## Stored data
>> Begin

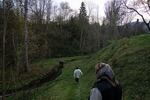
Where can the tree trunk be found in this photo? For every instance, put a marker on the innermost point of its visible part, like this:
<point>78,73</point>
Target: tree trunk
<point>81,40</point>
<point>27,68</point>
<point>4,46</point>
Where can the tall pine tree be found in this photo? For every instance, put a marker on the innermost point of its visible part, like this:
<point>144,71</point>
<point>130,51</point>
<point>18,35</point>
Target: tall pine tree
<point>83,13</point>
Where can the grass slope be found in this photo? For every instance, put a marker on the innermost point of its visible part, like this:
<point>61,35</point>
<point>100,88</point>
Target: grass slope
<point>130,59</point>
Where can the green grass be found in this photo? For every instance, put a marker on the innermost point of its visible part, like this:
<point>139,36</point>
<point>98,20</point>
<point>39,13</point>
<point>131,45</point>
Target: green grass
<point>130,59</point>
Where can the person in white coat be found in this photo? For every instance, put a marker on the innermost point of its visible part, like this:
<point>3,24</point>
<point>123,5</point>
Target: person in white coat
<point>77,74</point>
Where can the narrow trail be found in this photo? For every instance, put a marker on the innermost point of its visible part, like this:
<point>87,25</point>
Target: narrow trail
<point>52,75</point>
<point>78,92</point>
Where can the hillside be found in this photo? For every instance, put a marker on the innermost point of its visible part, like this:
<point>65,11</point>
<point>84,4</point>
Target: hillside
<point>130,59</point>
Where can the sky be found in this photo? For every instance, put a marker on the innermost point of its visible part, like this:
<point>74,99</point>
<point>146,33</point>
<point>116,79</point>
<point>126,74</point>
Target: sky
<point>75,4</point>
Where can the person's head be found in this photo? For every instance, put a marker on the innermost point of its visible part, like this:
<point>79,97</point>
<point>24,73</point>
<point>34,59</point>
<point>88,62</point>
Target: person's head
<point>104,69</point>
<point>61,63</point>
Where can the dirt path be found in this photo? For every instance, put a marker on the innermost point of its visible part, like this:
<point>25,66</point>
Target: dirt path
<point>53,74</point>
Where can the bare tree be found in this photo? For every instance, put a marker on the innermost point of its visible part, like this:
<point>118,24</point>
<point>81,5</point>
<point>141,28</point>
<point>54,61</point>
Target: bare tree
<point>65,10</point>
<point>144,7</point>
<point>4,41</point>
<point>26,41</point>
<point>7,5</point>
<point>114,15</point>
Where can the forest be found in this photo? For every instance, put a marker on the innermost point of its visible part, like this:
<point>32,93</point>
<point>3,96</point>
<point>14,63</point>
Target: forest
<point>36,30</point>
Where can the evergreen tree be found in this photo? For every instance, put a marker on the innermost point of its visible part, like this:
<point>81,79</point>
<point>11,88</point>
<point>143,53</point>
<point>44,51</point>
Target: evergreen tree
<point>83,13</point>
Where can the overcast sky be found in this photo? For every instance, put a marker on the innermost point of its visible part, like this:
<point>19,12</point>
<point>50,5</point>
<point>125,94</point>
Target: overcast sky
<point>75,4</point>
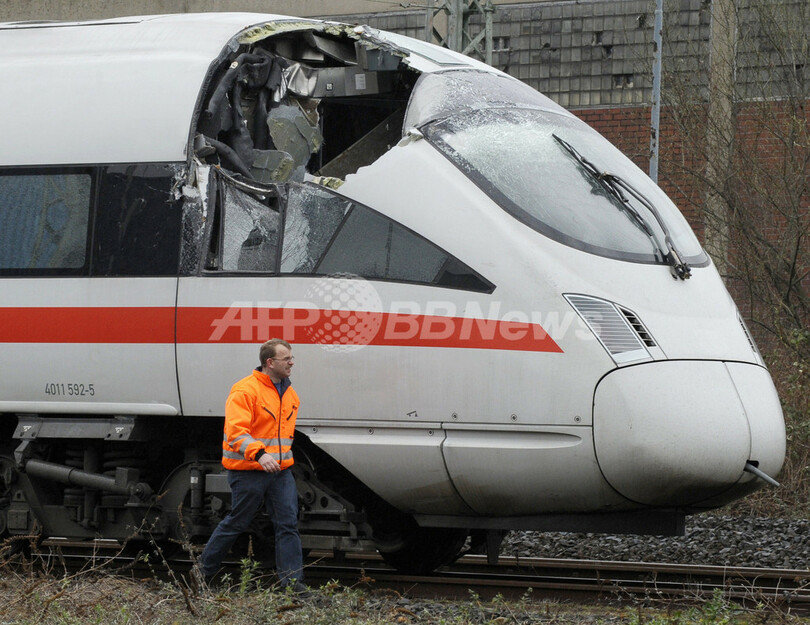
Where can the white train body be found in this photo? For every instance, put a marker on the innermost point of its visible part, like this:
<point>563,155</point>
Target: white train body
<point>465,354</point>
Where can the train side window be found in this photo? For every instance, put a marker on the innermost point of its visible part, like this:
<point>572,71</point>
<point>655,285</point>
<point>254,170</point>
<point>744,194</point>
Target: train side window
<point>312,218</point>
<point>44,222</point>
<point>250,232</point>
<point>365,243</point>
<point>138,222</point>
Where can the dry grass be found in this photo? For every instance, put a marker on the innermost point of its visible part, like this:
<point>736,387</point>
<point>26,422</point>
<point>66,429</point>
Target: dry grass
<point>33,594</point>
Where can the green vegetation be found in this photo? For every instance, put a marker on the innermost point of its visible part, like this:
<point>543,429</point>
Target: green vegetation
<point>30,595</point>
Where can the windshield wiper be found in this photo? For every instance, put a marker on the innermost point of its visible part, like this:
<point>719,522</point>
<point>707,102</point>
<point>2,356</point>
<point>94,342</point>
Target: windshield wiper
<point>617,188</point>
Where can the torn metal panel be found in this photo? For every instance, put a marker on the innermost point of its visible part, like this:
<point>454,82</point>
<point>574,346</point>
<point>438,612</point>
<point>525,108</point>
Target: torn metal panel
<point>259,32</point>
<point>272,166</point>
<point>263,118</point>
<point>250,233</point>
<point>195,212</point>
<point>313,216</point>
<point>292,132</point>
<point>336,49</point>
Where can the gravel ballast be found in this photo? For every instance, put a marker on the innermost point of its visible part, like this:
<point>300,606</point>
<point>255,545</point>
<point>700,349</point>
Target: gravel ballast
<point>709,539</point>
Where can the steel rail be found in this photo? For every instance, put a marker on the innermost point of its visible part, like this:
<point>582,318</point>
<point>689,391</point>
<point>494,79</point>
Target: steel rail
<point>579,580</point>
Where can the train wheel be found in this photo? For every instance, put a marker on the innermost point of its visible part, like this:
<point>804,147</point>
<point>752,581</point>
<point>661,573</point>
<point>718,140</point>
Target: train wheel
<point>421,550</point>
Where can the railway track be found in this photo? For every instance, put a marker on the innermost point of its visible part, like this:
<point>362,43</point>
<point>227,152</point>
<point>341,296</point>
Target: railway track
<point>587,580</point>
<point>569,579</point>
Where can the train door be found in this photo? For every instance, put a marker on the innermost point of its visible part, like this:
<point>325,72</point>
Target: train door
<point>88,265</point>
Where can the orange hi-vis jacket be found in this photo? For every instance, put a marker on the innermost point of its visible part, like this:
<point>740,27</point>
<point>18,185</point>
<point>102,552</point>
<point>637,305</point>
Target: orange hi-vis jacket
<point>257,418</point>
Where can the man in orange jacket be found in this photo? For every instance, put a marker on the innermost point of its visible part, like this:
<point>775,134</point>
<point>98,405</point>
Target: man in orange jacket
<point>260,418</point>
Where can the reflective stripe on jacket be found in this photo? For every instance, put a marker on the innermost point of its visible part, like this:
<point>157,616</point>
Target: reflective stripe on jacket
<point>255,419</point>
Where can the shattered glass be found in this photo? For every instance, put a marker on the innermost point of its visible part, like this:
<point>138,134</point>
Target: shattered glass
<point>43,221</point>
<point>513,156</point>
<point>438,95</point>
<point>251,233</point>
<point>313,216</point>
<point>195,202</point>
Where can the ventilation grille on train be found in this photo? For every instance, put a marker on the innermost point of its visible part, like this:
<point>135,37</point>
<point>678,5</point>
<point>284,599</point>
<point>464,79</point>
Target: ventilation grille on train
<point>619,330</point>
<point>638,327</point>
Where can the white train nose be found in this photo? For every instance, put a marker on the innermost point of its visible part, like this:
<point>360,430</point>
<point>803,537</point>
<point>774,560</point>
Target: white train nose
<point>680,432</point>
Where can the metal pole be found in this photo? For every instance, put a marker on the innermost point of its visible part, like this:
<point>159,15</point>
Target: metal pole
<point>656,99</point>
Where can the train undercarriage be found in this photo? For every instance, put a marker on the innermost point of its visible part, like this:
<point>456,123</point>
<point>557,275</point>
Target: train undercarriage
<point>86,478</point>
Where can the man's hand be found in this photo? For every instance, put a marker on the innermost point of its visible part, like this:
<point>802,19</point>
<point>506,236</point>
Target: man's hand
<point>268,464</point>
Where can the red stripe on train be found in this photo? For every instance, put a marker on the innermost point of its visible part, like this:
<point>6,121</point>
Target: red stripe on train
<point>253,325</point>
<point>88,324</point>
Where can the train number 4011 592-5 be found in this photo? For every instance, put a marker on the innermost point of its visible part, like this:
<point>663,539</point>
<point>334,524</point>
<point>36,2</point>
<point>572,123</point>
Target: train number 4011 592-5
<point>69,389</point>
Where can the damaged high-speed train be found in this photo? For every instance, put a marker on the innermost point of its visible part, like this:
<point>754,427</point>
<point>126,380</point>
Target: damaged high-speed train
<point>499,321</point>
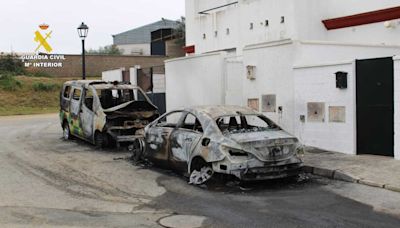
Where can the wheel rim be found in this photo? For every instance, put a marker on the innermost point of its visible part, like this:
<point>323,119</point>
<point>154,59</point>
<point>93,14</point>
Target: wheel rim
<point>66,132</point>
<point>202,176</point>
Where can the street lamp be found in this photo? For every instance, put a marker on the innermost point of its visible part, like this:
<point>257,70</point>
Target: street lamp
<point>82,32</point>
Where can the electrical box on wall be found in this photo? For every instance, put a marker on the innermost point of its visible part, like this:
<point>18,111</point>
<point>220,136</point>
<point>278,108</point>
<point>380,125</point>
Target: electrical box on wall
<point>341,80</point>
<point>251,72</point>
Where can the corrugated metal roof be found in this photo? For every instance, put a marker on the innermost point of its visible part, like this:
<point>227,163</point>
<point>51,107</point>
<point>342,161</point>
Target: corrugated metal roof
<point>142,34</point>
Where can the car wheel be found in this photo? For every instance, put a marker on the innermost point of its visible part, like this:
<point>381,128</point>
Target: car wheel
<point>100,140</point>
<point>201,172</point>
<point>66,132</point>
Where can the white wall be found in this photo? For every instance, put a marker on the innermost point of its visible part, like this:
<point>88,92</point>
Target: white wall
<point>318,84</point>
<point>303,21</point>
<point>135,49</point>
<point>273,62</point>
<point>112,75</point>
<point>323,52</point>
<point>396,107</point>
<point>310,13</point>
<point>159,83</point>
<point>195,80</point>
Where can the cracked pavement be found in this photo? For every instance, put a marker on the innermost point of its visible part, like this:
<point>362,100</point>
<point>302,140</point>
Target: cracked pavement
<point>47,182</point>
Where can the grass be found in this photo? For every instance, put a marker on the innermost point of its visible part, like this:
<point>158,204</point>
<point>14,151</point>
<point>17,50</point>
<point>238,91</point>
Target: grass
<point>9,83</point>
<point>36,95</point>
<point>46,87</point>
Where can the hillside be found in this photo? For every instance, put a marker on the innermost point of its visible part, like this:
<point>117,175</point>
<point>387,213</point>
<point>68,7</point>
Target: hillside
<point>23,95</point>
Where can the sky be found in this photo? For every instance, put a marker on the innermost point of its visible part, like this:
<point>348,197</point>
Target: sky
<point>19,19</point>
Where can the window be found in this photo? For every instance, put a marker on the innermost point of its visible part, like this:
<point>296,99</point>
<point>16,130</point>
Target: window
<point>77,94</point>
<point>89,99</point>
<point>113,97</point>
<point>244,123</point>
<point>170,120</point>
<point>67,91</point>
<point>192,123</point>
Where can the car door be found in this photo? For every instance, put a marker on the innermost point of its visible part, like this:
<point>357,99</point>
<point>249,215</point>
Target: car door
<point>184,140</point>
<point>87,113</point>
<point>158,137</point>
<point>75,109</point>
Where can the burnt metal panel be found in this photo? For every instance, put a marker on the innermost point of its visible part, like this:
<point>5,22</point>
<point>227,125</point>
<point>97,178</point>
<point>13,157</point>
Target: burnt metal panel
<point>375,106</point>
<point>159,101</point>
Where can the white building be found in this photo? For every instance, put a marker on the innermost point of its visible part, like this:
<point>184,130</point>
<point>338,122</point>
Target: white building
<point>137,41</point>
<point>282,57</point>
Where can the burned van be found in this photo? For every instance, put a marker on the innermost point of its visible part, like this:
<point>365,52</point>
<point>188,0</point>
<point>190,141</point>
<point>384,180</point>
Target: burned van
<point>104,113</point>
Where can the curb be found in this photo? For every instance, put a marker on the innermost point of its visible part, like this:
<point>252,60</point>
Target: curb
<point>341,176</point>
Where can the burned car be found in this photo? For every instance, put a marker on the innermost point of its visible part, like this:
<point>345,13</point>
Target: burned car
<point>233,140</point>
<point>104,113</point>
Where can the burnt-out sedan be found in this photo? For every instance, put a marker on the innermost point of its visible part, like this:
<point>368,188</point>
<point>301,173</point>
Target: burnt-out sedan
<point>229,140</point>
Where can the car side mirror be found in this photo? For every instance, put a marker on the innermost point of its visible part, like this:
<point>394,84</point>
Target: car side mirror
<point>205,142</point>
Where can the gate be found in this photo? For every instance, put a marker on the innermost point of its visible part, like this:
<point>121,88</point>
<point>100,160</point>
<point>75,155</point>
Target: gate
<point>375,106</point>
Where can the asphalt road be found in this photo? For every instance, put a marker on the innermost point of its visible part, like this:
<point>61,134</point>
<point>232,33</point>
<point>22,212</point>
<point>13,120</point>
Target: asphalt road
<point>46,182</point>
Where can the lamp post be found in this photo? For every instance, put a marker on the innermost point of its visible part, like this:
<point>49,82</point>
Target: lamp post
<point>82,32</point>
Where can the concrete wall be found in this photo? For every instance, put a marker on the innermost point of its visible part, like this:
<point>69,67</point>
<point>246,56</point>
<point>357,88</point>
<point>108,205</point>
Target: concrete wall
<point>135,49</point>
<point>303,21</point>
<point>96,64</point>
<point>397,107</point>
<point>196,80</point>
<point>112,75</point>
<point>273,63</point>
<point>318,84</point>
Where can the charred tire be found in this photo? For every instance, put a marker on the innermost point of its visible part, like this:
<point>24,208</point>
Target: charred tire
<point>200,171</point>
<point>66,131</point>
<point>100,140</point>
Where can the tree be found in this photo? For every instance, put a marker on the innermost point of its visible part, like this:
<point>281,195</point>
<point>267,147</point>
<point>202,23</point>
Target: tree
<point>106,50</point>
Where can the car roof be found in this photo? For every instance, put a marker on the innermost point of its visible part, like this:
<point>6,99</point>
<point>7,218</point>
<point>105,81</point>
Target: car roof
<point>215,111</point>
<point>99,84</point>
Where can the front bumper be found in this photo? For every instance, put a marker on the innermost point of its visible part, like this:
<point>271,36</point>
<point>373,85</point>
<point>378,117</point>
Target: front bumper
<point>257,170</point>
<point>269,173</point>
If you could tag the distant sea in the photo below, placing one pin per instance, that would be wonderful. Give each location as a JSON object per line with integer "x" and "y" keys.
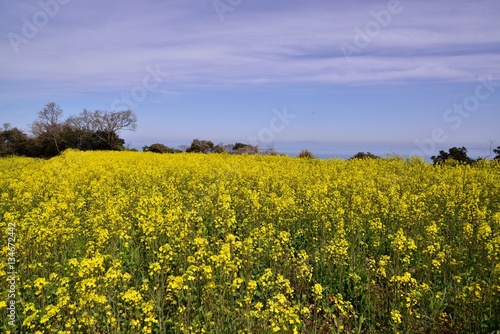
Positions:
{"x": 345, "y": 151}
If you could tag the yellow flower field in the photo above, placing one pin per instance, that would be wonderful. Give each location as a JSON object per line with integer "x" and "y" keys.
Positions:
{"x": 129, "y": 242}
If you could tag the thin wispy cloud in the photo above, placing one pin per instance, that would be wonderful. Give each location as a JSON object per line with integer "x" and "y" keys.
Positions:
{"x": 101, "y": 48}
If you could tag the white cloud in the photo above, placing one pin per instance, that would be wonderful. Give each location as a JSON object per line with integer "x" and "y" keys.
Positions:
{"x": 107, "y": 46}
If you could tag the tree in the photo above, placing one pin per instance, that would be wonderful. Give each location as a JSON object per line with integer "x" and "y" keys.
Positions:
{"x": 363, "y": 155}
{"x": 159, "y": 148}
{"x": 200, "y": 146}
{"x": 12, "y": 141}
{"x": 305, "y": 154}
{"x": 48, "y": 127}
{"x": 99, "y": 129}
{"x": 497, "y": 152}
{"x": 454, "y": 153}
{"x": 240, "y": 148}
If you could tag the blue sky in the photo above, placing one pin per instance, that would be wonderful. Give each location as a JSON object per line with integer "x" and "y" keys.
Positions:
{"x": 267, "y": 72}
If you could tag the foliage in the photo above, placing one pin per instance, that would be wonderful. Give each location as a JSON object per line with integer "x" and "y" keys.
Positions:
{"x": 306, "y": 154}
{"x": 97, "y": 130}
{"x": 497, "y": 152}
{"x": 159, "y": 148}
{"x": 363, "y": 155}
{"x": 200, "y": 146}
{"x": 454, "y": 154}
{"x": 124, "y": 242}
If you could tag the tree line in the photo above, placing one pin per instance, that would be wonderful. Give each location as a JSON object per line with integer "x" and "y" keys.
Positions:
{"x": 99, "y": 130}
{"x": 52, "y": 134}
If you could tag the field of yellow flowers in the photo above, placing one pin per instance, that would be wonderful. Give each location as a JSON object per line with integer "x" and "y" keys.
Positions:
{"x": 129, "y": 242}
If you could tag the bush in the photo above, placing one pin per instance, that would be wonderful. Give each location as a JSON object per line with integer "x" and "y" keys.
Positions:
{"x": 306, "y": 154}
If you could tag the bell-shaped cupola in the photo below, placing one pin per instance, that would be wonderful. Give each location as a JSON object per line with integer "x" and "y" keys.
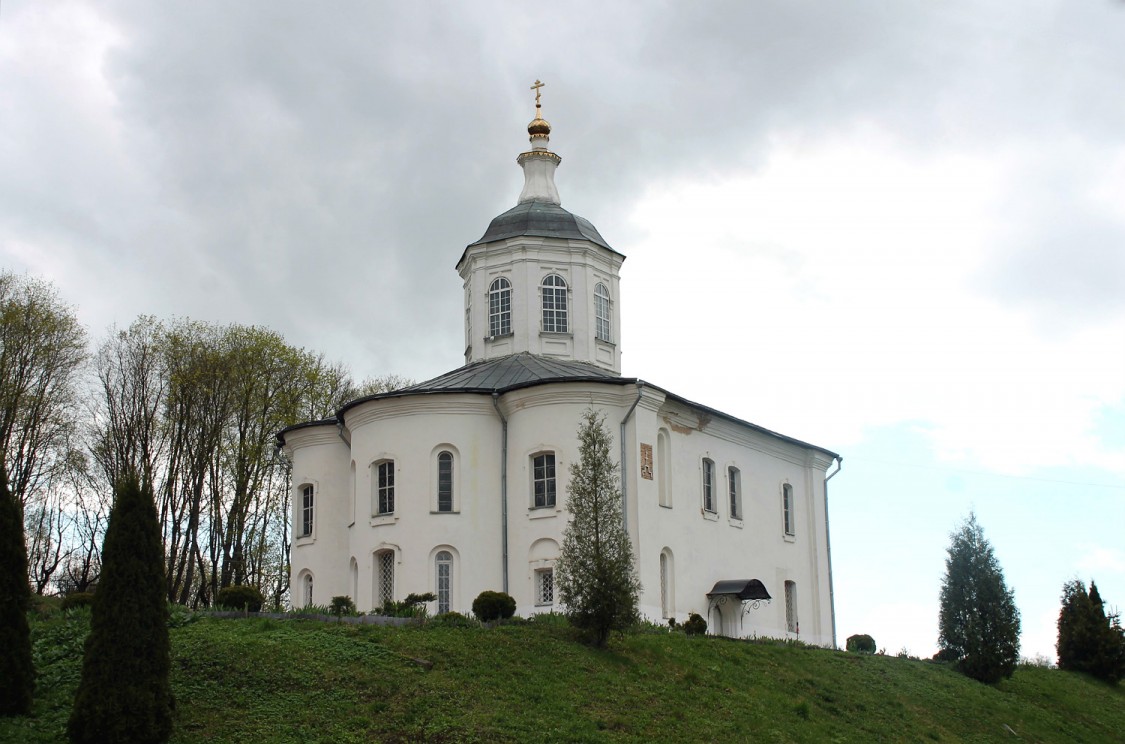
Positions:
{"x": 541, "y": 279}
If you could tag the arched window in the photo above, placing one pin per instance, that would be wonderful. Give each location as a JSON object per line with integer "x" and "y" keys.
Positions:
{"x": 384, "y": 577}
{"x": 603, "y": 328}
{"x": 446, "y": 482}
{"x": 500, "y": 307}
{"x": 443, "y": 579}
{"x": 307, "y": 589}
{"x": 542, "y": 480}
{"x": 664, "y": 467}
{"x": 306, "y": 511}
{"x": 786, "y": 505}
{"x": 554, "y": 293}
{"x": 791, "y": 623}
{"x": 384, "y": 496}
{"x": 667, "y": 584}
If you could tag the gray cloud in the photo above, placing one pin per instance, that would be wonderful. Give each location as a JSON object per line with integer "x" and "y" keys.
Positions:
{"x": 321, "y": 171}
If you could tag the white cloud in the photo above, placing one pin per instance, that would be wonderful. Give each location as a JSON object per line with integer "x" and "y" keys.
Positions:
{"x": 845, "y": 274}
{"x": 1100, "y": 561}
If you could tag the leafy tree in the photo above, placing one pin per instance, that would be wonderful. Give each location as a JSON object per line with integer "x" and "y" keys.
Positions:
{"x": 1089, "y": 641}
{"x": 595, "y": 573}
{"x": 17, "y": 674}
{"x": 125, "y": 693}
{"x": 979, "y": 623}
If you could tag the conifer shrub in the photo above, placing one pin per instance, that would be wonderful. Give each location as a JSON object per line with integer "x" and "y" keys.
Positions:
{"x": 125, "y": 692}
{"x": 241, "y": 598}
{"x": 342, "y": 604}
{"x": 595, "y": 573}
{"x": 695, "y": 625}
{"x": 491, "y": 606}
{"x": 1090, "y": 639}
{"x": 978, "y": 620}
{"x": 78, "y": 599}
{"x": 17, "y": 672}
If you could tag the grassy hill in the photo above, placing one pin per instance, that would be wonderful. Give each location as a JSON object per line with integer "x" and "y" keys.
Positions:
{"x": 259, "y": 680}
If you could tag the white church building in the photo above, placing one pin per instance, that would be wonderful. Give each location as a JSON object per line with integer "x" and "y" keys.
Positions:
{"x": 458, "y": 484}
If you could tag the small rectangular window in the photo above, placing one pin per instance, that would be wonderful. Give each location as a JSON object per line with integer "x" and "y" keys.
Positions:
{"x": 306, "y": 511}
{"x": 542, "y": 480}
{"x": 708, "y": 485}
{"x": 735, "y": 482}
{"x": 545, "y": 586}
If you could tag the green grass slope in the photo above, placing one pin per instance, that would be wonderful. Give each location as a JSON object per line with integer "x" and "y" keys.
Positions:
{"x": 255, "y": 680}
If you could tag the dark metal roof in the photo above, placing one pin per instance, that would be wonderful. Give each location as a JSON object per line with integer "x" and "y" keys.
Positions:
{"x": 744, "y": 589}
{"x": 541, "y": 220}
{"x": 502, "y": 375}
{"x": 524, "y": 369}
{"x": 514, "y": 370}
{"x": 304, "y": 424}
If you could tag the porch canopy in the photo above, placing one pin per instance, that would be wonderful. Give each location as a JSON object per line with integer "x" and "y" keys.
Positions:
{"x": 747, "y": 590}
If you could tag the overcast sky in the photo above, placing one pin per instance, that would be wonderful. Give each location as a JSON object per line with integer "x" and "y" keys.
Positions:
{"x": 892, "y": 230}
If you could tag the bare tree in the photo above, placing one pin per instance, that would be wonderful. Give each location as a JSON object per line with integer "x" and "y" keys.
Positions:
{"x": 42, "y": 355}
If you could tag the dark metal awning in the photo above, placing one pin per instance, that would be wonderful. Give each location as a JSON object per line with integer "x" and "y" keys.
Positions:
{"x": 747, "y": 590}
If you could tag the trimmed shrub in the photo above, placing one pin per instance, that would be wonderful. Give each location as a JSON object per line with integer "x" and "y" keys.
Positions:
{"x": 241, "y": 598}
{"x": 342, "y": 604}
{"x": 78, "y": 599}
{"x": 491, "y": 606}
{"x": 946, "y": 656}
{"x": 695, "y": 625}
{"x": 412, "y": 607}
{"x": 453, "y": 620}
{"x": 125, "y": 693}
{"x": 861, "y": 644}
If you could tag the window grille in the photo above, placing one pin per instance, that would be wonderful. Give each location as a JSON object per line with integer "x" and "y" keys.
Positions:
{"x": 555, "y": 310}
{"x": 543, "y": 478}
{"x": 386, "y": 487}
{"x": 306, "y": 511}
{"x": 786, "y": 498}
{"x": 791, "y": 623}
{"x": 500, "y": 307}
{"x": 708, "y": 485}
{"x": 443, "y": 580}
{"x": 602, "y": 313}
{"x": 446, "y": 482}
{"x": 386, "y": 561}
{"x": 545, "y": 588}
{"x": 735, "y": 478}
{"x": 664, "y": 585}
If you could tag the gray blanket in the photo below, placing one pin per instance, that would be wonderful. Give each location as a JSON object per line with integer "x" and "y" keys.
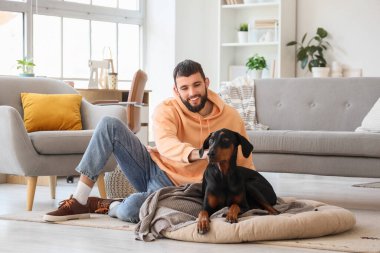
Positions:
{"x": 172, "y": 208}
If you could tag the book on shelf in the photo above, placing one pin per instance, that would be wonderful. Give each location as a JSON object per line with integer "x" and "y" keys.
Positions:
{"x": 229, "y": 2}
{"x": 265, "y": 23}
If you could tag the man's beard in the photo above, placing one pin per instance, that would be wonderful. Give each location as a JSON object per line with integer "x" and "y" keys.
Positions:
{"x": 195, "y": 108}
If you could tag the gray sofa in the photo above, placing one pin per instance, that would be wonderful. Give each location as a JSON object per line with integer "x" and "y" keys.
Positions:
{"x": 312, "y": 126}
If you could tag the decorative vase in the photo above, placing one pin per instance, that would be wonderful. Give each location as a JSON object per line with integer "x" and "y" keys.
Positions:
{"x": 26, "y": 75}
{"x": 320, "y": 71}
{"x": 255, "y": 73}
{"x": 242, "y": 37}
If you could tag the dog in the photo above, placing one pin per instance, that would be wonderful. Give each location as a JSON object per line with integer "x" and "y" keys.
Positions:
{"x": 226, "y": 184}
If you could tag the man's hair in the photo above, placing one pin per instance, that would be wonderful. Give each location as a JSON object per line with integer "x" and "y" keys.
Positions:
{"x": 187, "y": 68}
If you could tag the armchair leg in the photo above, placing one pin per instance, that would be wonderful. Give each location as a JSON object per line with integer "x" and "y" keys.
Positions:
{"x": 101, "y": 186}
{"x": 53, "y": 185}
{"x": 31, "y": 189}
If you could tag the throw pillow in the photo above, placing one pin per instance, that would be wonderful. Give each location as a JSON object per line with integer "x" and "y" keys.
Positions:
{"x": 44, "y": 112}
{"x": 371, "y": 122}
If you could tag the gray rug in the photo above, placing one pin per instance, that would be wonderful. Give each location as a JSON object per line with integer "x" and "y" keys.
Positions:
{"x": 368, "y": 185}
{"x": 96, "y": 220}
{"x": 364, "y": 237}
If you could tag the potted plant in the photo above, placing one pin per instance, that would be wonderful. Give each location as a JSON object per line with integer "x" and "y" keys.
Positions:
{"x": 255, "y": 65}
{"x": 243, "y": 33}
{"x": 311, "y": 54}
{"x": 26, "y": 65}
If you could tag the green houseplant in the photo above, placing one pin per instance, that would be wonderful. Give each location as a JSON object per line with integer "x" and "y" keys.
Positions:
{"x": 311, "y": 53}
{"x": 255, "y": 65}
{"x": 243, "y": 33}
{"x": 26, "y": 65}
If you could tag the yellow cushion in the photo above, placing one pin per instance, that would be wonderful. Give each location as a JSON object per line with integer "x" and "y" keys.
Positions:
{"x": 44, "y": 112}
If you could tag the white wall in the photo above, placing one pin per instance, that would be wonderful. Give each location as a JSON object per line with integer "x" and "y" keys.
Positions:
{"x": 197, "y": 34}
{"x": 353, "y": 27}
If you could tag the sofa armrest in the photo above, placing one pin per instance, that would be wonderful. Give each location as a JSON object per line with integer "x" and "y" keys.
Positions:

>> End

## Task description
Write out the lines from the one containing "Where can the white train body" through the one containing "<point>138,222</point>", inclusive, replacing "train side window" with "passenger window" and leaving everything else the same.

## Result
Where can the white train body be found in this photo? For every instance, put a marker on the innermost point of its visible part, like this:
<point>563,155</point>
Target: white train body
<point>465,354</point>
Where can the passenger window be found in this photo? For every instance, put a marker on the innermost point of its visible part, like this:
<point>572,71</point>
<point>655,285</point>
<point>254,170</point>
<point>744,194</point>
Target: passenger window
<point>312,218</point>
<point>44,222</point>
<point>250,232</point>
<point>365,243</point>
<point>138,222</point>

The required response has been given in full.